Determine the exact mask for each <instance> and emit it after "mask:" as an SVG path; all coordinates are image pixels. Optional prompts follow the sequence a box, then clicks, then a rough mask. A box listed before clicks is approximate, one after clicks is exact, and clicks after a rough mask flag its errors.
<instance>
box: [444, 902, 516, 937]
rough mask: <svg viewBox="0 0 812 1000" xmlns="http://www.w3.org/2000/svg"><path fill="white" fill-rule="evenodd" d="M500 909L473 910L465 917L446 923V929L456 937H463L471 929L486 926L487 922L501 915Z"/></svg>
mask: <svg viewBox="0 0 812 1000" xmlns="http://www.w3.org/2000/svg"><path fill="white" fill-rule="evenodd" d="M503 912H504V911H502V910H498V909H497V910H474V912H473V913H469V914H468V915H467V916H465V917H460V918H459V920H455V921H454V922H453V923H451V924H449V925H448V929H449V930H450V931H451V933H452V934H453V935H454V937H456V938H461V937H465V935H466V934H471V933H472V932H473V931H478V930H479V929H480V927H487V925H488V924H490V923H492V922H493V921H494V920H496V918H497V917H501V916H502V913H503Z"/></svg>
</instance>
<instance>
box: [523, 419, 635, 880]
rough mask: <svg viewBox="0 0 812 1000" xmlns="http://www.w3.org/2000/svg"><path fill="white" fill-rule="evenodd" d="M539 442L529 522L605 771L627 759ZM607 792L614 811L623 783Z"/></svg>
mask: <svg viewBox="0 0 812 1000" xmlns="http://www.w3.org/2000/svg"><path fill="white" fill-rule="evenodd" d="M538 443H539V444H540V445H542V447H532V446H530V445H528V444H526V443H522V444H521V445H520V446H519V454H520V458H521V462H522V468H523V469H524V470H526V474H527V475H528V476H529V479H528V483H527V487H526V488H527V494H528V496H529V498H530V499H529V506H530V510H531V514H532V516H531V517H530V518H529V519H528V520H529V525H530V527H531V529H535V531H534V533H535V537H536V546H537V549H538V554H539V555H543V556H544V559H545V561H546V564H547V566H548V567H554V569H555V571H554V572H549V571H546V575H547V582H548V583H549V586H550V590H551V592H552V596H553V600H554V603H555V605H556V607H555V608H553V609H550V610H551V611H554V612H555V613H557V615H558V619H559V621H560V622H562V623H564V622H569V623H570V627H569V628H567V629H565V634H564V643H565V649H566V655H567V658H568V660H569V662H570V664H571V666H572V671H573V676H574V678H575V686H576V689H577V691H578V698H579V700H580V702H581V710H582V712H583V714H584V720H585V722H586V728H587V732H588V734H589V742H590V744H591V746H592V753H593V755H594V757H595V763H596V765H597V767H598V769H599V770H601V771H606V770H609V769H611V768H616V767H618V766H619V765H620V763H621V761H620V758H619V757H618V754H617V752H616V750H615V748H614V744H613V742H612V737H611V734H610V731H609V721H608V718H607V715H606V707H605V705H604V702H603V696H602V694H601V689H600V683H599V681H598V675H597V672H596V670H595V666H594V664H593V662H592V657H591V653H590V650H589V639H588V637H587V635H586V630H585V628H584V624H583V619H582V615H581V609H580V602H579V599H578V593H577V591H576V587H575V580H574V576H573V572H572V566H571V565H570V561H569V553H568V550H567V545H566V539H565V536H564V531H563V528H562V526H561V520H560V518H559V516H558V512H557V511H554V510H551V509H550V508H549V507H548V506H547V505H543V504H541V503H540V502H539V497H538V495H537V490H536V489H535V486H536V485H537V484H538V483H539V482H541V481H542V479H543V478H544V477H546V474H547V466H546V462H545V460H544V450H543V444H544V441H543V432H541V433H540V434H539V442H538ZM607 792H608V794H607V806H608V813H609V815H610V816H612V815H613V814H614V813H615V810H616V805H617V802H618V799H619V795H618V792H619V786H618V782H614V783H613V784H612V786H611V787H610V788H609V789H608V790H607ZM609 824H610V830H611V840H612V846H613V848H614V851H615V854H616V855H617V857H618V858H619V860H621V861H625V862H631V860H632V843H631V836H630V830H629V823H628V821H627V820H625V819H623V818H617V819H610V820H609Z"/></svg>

EXERCISE AIM
Begin with the first line of the data above and, please, print each line exactly until you have printed the line containing "box: [523, 419, 635, 880]"; print nothing else.

ANSWER TO THE PROBLEM
Determine the exact mask for each <instance> and emit it after "mask:" as an SVG path; all coordinates are image pixels. Optional prompts follow the sequence a box, then clicks, then a rough mask. A box listed before clicks is approximate, one after clicks is exact, and clicks after a rough mask flag its errors.
<instance>
box: [444, 902, 516, 937]
rough mask: <svg viewBox="0 0 812 1000" xmlns="http://www.w3.org/2000/svg"><path fill="white" fill-rule="evenodd" d="M500 909L473 910L465 917L446 923V929L456 937H463L471 929L486 926L487 922L501 915Z"/></svg>
mask: <svg viewBox="0 0 812 1000" xmlns="http://www.w3.org/2000/svg"><path fill="white" fill-rule="evenodd" d="M503 912H504V911H502V910H498V909H497V910H474V912H473V913H469V914H468V915H467V916H465V917H460V918H459V920H455V921H454V922H453V923H451V924H449V925H448V929H449V930H450V931H451V933H452V934H453V935H454V937H456V938H461V937H465V935H466V934H471V933H472V932H473V931H478V930H479V929H480V927H487V925H488V924H490V923H492V922H493V921H494V920H496V918H497V917H501V916H502V913H503Z"/></svg>
</instance>
<instance>
box: [523, 419, 635, 880]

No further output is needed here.